What to work on
Return the following data lines without any change.

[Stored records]
****

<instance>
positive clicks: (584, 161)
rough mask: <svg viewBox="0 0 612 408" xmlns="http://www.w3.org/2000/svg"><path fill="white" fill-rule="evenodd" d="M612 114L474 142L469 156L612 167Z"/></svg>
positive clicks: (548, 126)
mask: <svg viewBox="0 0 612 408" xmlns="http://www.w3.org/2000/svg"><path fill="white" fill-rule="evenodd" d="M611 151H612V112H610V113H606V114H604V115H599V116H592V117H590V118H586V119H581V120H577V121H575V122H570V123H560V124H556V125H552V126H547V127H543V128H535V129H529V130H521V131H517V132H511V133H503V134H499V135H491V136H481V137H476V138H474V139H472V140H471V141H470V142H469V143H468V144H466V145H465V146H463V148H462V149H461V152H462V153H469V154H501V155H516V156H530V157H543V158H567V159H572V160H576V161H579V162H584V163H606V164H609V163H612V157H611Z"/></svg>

****

Response to the exercise
<instance>
positive clicks: (584, 161)
rough mask: <svg viewBox="0 0 612 408" xmlns="http://www.w3.org/2000/svg"><path fill="white" fill-rule="evenodd" d="M612 114L474 142L469 156L612 167Z"/></svg>
positive clicks: (548, 126)
mask: <svg viewBox="0 0 612 408" xmlns="http://www.w3.org/2000/svg"><path fill="white" fill-rule="evenodd" d="M611 151H612V112H610V113H606V114H604V115H599V116H592V117H590V118H586V119H581V120H577V121H575V122H570V123H560V124H556V125H552V126H547V127H543V128H535V129H529V130H521V131H517V132H511V133H503V134H499V135H491V136H481V137H476V138H474V139H472V140H471V141H470V142H469V143H468V144H466V145H465V146H463V148H462V149H461V152H462V153H469V154H501V155H516V156H530V157H543V158H567V159H572V160H576V161H579V162H584V163H606V164H609V163H612V157H611Z"/></svg>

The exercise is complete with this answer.